━━━ MATERIAL PROVIDED

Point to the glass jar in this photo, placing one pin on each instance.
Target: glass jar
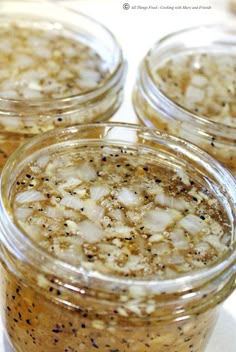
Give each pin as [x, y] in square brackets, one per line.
[47, 80]
[50, 304]
[183, 113]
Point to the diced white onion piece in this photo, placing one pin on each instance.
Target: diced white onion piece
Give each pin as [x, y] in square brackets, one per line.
[89, 231]
[155, 238]
[23, 61]
[23, 213]
[183, 176]
[87, 172]
[199, 80]
[170, 202]
[179, 239]
[93, 211]
[10, 121]
[73, 202]
[127, 197]
[194, 95]
[117, 214]
[30, 196]
[158, 220]
[42, 51]
[9, 94]
[160, 248]
[54, 212]
[31, 94]
[43, 160]
[202, 248]
[214, 241]
[175, 259]
[192, 224]
[98, 192]
[71, 182]
[72, 226]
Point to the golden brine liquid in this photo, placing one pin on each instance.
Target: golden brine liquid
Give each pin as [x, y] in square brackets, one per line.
[117, 211]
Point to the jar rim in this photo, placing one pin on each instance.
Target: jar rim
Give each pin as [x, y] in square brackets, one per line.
[179, 111]
[114, 76]
[224, 177]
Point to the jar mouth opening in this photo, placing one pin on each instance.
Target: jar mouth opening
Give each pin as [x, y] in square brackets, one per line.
[56, 265]
[179, 111]
[115, 72]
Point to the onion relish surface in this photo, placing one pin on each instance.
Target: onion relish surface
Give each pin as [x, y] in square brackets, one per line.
[120, 212]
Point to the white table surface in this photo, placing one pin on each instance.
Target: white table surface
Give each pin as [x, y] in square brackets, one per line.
[137, 29]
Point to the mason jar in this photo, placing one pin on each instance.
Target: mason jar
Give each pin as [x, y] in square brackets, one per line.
[58, 68]
[186, 86]
[114, 237]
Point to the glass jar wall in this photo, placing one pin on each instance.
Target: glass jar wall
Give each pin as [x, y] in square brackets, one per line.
[186, 87]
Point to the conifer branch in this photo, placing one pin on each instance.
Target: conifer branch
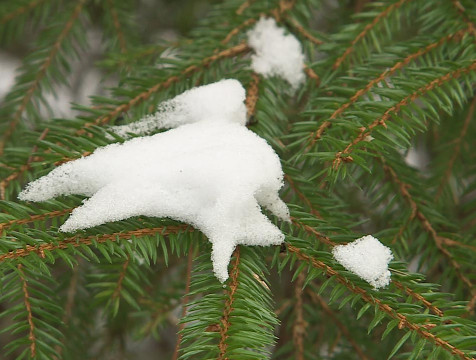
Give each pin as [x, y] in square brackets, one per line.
[312, 75]
[244, 6]
[299, 327]
[456, 149]
[68, 309]
[344, 155]
[366, 29]
[225, 320]
[184, 301]
[319, 300]
[419, 298]
[143, 96]
[387, 309]
[387, 73]
[301, 196]
[283, 7]
[462, 13]
[20, 11]
[438, 240]
[34, 218]
[76, 241]
[230, 52]
[117, 26]
[122, 275]
[26, 299]
[41, 74]
[4, 183]
[326, 240]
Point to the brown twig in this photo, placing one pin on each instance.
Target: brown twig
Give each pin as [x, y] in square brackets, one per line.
[366, 29]
[19, 11]
[438, 240]
[104, 119]
[418, 297]
[389, 72]
[26, 297]
[184, 300]
[68, 309]
[300, 29]
[456, 149]
[41, 74]
[343, 156]
[462, 12]
[312, 74]
[343, 329]
[76, 241]
[299, 327]
[252, 95]
[301, 196]
[387, 309]
[225, 320]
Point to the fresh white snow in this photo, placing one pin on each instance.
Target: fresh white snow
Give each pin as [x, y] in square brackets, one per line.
[367, 258]
[210, 171]
[276, 54]
[222, 101]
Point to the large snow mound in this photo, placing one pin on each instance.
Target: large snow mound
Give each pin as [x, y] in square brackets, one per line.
[210, 172]
[366, 257]
[276, 54]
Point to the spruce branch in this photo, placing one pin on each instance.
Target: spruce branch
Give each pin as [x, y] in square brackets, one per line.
[143, 96]
[117, 291]
[299, 326]
[228, 309]
[185, 300]
[462, 13]
[438, 240]
[42, 72]
[387, 309]
[4, 182]
[320, 301]
[366, 29]
[26, 299]
[381, 78]
[344, 155]
[77, 241]
[456, 148]
[117, 26]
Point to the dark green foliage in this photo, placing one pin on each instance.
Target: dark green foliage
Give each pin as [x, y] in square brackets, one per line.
[385, 81]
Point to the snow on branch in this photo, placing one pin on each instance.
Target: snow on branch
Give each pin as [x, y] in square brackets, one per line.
[276, 54]
[209, 171]
[367, 258]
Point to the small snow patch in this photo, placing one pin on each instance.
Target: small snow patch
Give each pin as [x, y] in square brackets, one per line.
[276, 54]
[210, 171]
[220, 101]
[367, 258]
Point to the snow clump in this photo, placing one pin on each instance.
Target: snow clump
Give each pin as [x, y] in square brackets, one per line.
[218, 102]
[209, 171]
[276, 54]
[367, 258]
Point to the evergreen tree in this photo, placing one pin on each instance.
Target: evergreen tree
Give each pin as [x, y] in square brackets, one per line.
[383, 79]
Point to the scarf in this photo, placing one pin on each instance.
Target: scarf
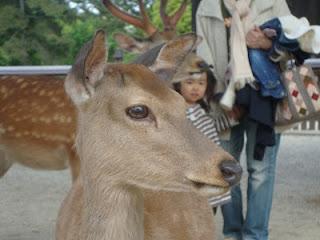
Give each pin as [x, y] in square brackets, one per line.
[239, 65]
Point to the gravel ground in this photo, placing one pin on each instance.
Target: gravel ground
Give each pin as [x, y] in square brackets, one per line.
[29, 200]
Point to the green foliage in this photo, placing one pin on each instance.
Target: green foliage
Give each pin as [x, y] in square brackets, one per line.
[49, 32]
[183, 26]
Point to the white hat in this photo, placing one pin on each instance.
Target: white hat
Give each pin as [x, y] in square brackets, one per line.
[300, 29]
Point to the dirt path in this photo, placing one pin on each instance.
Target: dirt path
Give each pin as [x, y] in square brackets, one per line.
[29, 200]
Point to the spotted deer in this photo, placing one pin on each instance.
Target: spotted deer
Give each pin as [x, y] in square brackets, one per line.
[39, 133]
[132, 134]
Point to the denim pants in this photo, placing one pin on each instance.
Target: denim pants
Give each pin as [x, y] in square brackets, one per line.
[261, 176]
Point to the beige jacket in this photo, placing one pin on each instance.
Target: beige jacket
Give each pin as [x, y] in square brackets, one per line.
[210, 26]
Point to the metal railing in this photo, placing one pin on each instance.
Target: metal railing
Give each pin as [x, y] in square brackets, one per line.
[307, 127]
[35, 70]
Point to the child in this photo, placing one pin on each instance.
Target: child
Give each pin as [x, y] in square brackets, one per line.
[198, 91]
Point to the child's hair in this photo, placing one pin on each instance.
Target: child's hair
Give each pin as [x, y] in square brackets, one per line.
[209, 93]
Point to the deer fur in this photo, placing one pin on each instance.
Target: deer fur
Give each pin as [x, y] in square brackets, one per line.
[121, 155]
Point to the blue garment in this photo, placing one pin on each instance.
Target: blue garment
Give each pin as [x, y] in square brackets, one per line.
[262, 110]
[267, 74]
[261, 175]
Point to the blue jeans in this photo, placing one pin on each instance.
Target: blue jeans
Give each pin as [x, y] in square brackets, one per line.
[261, 176]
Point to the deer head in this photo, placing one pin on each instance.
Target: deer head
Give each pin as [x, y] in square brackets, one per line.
[133, 134]
[133, 128]
[154, 35]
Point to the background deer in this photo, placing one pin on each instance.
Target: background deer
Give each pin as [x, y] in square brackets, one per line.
[154, 35]
[36, 114]
[126, 116]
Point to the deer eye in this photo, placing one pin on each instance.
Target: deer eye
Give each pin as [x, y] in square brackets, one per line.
[138, 112]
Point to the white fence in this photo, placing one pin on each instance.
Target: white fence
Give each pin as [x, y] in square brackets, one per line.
[308, 127]
[311, 127]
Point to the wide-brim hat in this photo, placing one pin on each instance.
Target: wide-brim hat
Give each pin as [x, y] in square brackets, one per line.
[300, 29]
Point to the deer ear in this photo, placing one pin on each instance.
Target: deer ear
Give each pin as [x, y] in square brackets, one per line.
[130, 44]
[172, 55]
[88, 69]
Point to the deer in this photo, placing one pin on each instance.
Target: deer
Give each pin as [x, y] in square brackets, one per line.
[46, 126]
[126, 115]
[154, 35]
[38, 133]
[37, 124]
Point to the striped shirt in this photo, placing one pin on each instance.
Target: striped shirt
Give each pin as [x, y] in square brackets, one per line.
[201, 120]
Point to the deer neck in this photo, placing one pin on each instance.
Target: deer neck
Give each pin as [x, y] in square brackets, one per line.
[117, 215]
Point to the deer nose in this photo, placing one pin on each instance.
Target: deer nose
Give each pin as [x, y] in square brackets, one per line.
[203, 66]
[231, 171]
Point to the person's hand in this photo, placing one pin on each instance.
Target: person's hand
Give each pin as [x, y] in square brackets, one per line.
[257, 39]
[236, 113]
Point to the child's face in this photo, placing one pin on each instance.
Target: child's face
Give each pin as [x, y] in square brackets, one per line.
[194, 89]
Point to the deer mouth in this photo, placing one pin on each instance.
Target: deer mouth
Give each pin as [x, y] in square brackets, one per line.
[208, 189]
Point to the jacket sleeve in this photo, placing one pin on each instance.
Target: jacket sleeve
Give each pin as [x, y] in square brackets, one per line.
[281, 8]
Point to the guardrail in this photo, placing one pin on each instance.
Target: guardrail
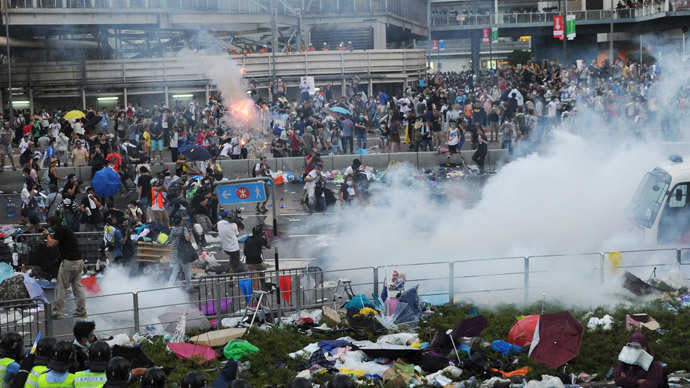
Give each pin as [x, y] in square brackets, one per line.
[501, 278]
[186, 72]
[545, 17]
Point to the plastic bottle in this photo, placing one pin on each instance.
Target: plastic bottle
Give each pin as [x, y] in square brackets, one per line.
[11, 209]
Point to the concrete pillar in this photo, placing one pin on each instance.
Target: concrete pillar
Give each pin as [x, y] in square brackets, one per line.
[475, 52]
[379, 38]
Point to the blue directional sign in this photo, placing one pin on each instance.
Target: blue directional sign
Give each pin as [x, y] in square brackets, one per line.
[241, 193]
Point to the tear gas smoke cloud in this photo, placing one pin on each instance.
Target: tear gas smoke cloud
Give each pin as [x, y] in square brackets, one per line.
[569, 198]
[117, 309]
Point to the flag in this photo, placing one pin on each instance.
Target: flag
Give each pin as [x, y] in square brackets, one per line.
[570, 26]
[557, 26]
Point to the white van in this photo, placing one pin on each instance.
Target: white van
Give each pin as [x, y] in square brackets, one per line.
[661, 207]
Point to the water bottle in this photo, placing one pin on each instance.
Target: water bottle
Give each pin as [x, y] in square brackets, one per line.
[10, 208]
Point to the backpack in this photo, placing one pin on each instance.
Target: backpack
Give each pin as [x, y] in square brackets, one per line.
[45, 179]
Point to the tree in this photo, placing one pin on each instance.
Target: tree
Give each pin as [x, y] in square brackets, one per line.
[634, 56]
[519, 57]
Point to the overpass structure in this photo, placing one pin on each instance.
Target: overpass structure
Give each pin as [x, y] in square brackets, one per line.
[111, 82]
[665, 16]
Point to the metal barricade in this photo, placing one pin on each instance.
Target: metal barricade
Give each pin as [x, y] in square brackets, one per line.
[27, 317]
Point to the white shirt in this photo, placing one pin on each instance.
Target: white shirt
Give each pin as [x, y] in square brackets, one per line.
[311, 185]
[23, 145]
[228, 233]
[226, 149]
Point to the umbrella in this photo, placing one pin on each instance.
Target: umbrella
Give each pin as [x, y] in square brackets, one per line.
[184, 351]
[195, 152]
[195, 318]
[106, 182]
[338, 109]
[522, 333]
[557, 339]
[471, 327]
[74, 114]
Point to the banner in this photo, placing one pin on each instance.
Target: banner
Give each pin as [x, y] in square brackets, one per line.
[485, 35]
[570, 27]
[558, 26]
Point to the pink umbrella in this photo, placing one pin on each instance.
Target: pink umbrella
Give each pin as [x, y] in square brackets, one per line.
[185, 351]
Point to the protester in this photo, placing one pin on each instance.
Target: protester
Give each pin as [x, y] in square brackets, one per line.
[71, 267]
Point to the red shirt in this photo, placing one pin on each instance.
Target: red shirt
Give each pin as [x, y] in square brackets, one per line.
[115, 160]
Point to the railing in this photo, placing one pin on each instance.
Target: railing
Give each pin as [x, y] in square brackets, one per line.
[410, 9]
[509, 279]
[176, 71]
[546, 17]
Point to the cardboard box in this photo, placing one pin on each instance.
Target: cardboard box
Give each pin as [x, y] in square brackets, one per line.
[218, 338]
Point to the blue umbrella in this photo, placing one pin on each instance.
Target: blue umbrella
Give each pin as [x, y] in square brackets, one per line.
[195, 152]
[106, 182]
[338, 109]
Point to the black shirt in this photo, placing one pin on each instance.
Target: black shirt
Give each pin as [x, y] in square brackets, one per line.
[252, 249]
[68, 245]
[145, 184]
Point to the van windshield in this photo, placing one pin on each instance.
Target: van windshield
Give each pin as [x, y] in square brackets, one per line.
[649, 196]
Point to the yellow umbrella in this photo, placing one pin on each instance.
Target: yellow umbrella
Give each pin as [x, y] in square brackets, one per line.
[74, 114]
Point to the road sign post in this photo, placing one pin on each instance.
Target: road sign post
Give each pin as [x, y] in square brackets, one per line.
[250, 190]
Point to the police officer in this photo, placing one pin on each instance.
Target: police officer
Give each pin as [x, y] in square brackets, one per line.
[94, 377]
[43, 351]
[194, 379]
[117, 373]
[154, 378]
[12, 347]
[61, 359]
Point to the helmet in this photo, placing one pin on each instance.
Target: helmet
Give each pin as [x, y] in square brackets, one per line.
[194, 379]
[12, 345]
[61, 357]
[117, 370]
[43, 349]
[154, 378]
[99, 355]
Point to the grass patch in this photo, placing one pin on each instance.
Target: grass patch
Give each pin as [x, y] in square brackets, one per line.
[599, 351]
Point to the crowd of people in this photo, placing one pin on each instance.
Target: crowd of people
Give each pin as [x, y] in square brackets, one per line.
[89, 363]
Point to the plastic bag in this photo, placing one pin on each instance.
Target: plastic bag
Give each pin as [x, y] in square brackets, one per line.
[238, 349]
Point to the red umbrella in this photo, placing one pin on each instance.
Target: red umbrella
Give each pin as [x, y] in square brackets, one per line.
[184, 351]
[557, 339]
[521, 334]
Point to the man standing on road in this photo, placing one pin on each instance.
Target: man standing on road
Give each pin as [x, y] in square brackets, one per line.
[71, 267]
[228, 233]
[6, 135]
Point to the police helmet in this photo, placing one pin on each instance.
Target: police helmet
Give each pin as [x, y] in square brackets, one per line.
[117, 370]
[154, 378]
[99, 355]
[61, 357]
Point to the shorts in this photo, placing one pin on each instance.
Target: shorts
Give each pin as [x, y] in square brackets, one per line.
[156, 145]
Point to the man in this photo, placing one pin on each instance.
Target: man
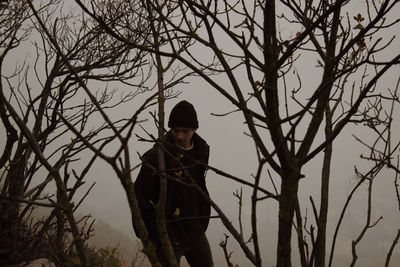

━━━━━━

| WHAT IS REQUIRED |
Copy out every line of the rows above that contains the word "snow".

| ANSWER TO THE EXERCISE |
Point to the fresh white snow in this photo, placing one pin on each instance.
Target: fresh white snow
Point to the large snow mound in this photo, placing one pin on each instance.
Target: large snow mound
Point to the snow on branch in this photo, placing one pin on each instance.
Target: snow on branch
Point to the small snow patch in this photo, placing one pin on each instance.
Target: small snow patch
Point to the snow clump in this photo, placing one pin on each instance.
Target: snow clump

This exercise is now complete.